Dal 1945 a oggi, queste e altre forme di deterioramento hanno alterato più di un miliardo di ettari, un’area corrispondente più o meno alla Cina e all’India messe insieme. Quattro quinti di quest’area appartengono a paesi in via di sviluppo, dove persino i governi (per non parlare degli agricoltori) sono privi dei capitali necessari per porre rimedio alla situazione, e in circa la metà di questi terreni non ci sono nemmeno riserve idriche sufficienti a consentire un rapido recupero.

Di quell’11% di superficie globale che nel 1990 venne considerato coltivabile poco rimane che sia veramente in buone condizioni: la maggior parte è impoverita e soggetta a un peggioramento sempre più rapido.

Il deterioramento del capitale naturale alla base dell’agricoltura induce effetti negativi sulla produttività complessiva di quasi tutti i sistemi agrari, comprese le risaie irrigate dell’Asia. Tale declino procede nonostante gli interventi tecnologici che sono stati attuati per contrastarlo. In molte zone è stato necessario triplicare l’impiego di fertilizzanti e selezionare nuove varietà al solo scopo di mantenere costante la produzione delle nuove specie di riso. Tra il 1970 e il 1994, negli Stati Uniti si è verificata una situazione analoga nel settore forestale. La produttività del lavoro è aumentata del 50% mentre quella complessiva è crollata del 30%, perché i progressi tecnologici delle operazioni di disboscamento non potevano compensare le perdite quantitative e qualitative delle risorse forestali.
= = = = =
DA FARE:
1. Secondo il testo sul degrado dei terreni agricoli, quale parte della superficie deteriorata dal 1945 appartiene ai paesi in via di sviluppo?
2. Riprendi il testo sul degrado dei terreni agricoli e proseguilo dopo la sua ultima frase.
= = = = =
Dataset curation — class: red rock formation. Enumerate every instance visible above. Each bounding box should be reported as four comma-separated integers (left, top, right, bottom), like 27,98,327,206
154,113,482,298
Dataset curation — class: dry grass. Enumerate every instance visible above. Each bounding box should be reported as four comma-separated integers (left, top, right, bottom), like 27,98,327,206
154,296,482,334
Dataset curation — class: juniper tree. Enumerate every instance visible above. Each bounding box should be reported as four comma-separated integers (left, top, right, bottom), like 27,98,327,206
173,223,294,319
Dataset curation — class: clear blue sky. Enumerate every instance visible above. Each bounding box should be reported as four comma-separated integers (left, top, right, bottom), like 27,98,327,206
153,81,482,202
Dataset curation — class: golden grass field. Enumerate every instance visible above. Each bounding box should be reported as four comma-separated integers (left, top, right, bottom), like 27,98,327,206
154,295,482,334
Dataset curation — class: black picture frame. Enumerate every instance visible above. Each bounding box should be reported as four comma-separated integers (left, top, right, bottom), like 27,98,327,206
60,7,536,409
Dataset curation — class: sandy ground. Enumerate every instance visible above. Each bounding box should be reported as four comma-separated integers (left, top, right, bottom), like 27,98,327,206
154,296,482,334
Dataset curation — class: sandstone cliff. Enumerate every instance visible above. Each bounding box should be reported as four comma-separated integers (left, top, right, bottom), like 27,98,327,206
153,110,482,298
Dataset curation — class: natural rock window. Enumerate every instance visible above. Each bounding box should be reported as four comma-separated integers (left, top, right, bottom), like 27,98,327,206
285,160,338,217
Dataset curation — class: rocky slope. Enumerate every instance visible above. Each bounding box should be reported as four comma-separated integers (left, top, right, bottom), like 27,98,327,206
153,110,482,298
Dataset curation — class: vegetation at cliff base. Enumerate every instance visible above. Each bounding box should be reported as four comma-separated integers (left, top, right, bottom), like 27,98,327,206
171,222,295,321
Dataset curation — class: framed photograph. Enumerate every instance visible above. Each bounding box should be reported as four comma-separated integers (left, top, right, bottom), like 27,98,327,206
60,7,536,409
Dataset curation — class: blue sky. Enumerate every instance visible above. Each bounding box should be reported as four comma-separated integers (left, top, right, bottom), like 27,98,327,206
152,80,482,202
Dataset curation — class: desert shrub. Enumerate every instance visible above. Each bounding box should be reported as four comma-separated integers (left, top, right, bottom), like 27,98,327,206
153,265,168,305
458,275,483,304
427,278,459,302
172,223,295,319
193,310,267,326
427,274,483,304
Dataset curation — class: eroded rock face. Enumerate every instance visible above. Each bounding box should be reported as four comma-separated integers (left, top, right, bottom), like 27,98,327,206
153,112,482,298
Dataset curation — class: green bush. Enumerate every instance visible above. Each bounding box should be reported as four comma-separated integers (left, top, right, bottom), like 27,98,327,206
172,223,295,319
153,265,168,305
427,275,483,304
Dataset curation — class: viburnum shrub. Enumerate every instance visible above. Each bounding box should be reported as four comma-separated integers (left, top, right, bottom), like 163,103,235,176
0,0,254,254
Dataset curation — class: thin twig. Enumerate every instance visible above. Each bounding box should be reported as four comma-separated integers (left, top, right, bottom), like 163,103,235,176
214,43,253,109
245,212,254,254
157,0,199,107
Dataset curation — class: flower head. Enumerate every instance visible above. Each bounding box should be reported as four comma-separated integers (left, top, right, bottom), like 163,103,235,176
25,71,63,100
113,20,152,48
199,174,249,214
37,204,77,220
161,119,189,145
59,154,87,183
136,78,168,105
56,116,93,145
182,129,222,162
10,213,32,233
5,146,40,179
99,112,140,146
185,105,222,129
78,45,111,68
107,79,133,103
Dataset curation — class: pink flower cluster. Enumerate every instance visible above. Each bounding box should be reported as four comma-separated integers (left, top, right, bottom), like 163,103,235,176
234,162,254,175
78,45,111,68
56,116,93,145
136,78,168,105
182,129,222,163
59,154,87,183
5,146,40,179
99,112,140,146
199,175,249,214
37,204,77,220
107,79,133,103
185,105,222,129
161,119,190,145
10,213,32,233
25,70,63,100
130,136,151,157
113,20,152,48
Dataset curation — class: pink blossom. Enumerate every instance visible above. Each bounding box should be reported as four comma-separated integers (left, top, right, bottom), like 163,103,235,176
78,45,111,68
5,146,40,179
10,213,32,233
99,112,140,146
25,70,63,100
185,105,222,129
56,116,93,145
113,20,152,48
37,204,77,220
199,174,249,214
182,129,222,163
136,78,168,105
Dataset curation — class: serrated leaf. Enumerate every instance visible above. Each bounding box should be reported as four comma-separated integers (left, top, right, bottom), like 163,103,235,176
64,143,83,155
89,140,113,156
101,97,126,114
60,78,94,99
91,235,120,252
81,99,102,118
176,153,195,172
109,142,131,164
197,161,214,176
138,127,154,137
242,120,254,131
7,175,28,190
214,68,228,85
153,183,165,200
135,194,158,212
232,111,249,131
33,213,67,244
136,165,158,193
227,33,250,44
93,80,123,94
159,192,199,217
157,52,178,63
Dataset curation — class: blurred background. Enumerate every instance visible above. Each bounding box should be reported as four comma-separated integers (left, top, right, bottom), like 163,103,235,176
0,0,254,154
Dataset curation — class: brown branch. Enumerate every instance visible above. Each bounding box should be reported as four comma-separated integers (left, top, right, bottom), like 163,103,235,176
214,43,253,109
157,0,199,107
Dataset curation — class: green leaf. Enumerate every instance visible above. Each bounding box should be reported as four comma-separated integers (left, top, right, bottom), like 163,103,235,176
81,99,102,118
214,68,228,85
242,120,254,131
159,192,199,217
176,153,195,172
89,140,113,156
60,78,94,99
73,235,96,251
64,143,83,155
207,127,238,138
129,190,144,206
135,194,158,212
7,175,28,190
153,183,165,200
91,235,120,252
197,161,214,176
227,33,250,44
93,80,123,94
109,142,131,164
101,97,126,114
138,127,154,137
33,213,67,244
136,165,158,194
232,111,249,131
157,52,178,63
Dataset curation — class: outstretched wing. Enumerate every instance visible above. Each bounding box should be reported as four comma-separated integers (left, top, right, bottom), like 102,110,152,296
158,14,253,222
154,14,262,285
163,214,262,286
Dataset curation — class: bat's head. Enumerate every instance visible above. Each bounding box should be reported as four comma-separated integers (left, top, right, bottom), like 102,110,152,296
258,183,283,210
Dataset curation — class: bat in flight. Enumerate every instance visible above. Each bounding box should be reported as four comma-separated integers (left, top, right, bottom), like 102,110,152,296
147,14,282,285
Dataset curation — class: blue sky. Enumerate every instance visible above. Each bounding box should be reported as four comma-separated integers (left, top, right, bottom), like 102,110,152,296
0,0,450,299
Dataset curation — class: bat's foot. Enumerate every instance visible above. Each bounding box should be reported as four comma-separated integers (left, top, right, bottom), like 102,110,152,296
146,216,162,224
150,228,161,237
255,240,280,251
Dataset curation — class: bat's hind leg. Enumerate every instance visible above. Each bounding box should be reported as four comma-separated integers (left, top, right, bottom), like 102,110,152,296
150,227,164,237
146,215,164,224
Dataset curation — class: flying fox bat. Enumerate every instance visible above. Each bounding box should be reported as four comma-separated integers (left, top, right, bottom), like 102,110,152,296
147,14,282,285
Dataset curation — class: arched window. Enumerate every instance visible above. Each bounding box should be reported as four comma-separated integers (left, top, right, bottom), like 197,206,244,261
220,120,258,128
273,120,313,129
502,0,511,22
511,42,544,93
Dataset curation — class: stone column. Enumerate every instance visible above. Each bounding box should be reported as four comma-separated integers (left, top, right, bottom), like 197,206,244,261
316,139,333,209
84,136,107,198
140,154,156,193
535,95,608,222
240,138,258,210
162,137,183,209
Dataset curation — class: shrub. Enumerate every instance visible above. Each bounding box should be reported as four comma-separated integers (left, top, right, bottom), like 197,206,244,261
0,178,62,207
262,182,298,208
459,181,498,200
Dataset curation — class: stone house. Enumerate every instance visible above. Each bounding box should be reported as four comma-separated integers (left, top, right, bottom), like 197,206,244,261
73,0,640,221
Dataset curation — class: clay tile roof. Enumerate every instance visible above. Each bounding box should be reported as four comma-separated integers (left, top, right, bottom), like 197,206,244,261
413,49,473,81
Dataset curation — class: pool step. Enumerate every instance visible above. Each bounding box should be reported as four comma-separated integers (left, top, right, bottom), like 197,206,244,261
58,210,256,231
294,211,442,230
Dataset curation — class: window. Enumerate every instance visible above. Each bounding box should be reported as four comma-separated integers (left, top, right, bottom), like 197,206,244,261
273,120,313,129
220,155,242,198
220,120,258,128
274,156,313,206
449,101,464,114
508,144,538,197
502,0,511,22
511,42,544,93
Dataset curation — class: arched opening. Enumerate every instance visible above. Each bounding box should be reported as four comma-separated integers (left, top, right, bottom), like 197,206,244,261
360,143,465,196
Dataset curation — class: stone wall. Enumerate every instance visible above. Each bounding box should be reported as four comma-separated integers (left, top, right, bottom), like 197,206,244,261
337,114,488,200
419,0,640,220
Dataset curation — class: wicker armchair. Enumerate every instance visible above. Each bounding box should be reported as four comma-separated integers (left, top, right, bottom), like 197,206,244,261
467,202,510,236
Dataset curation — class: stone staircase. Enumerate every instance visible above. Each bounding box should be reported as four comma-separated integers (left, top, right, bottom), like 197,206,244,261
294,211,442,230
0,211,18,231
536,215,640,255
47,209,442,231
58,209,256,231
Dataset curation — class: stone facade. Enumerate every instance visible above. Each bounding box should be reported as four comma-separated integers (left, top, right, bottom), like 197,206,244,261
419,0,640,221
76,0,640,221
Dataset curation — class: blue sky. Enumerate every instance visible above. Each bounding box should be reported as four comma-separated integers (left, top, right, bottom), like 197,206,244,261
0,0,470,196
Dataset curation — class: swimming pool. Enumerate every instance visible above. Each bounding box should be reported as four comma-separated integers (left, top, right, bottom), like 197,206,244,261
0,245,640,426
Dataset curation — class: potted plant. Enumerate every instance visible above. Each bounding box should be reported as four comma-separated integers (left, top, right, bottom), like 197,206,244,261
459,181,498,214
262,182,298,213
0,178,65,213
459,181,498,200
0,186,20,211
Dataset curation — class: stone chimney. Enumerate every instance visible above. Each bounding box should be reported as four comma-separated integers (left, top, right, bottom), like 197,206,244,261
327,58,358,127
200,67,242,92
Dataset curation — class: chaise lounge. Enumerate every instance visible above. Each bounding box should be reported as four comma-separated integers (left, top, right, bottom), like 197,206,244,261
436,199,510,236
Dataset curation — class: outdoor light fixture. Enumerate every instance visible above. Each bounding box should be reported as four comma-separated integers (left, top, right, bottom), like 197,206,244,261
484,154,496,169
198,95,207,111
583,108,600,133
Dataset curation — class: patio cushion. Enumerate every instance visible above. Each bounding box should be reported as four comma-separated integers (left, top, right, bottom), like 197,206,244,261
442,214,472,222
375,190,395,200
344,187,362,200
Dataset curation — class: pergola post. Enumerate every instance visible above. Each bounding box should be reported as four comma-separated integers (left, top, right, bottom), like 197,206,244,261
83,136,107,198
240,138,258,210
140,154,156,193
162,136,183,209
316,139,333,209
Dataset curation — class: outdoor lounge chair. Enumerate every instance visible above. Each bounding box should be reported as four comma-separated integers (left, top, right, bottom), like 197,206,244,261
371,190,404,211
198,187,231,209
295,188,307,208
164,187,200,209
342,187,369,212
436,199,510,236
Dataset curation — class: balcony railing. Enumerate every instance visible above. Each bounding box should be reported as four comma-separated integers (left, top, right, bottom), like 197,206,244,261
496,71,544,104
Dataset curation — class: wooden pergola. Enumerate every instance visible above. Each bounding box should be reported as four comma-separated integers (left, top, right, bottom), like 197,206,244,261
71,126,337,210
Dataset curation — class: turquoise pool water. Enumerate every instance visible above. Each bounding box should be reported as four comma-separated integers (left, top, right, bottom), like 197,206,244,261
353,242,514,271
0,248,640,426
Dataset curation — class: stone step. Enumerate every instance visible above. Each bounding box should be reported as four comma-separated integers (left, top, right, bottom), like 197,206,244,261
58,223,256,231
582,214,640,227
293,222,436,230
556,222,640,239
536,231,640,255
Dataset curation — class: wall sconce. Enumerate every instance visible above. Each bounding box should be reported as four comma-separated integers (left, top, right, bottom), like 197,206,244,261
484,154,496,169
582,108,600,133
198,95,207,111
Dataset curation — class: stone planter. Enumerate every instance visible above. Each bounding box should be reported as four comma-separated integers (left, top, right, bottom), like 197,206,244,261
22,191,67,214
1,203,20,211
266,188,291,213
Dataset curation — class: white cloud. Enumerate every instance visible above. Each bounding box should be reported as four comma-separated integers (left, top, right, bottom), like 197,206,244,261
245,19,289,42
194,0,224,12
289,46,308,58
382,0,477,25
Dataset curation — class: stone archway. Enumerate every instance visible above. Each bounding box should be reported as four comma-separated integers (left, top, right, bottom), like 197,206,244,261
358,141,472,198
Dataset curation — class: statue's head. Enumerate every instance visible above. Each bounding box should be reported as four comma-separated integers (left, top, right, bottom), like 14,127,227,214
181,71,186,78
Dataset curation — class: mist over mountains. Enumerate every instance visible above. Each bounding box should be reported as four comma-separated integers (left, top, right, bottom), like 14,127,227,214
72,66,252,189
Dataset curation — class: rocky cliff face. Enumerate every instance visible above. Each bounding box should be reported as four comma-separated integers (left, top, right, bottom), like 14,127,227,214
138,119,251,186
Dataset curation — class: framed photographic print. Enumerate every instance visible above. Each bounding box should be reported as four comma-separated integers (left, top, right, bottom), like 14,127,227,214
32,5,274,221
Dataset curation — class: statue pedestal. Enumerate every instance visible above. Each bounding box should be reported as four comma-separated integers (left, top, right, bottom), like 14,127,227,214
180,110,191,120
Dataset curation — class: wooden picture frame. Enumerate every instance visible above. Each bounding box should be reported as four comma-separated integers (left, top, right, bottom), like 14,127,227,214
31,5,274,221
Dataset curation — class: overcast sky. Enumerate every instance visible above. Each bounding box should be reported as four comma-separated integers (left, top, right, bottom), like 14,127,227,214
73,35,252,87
= = = = =
RISULTATI PER COMPITO:
1. Quattro quinti.

2.
Ma sono gli interventi della genetica quelli che potrebbero creare i disastri più gravi. L’agricoltura mondiale vive su un patrimonio genetico estremamente limitato. Delle 200.000 specie vegetali selvatiche, afferma il biogeografo Jared Diamond, “solo poche migliaia sono idonee all’uso alimentare umano e solo poche centinaia sono state più meno addomesticate”. I tre quarti dei prodotti alimentari di tutto il mondo derivano da sette specie di piante: il frumento, il riso, il granturco, la patata, l’orzo, la cassava (o manioca) e il sorgo. Per quanto riguarda l’uomo, circa la metà dell’apporto calorico e proteico proviene soltanto dai primi tre cereali. Aggiungendo alla lista un legume (la soia), un tubero (la patata dolce), due fonti di zucchero (la canna e la barbabietola da zucchero) e una pianta da frutto (il banano), si raggiunge l’80% del tonnellaggio totale di prodotti agricoli. In ciascuna di queste specie basilari la varietà genetica sta rapidamente scomparendo via via che gli habitat originari vengono distrutti. ln questo sistema di agricoltura industrializzata a essere adottate per la produzione massiva sono, tipicamente, le varietà a più alto rendimento e più stretta specializzazione, che soppiantano quindi le “parenti” maggiormente diversificate. L’India per esempio, è sul punto di rimpiazzare definitivamente le sue 30.000 varietà indigene di riso con una supervarietà che cancellerà secoli di conoscenze botaniche e di selezione.

E quel che è forse peggio, le banche delle sementi, che raccolgono e preservano migliaia di varietà diverse di piante comuni e rare, vengono trascurate dai finanziamenti pubblici, cosicché l’insostituibile germoplasma che esse custodiscono sta perdendo le proprie capacità germinative.

La maggior parte di queste banche sono state assorbite da aziende del settore agrochimico. Queste ultime tentano di diventare le uniche eredi legittime della diversità vegetale della Terra, e se non ci riescono acquistandola, ci provano manipolando le leggi sulla proprietà intellettuale perché includano i “beni senza padrone” della natura o aumentando le possibilità di stabilire monopoli legali su di essi. Questi sforzi per impedire che gli alimenti possano essere prodotti fuori dai canali commerciali sono allettanti per gli investitori, ma non costituiscono sicuramente una buona strategia a lungo termine per garantire la sopravvivenza delle popolazioni.